- [PROVIDED RECORDS]
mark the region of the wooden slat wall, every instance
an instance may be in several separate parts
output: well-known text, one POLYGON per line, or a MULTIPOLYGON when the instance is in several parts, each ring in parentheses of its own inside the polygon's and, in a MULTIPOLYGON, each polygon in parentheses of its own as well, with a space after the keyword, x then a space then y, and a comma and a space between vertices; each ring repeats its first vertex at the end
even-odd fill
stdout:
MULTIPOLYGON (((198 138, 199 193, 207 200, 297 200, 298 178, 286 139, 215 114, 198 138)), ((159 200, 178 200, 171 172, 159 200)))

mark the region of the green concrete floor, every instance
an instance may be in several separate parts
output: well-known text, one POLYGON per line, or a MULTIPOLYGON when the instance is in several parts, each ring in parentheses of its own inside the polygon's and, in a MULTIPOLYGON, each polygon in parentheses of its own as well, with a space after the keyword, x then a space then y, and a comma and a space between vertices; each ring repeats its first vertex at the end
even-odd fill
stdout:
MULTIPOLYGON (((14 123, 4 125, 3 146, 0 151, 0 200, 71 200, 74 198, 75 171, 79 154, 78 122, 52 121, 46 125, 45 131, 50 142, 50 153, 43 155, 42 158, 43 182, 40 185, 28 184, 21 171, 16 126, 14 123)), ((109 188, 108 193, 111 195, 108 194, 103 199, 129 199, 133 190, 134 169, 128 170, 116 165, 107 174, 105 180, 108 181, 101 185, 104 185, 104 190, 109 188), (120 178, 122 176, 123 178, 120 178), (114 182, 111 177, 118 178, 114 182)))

- [YOUR INSTRUCTIONS]
Search the entries above for lines containing the word "every", and copy each one.

- [SOLVED PROBLEM]
mark the region of the wooden slat wall, every instance
mark the region of the green concrete floor, every instance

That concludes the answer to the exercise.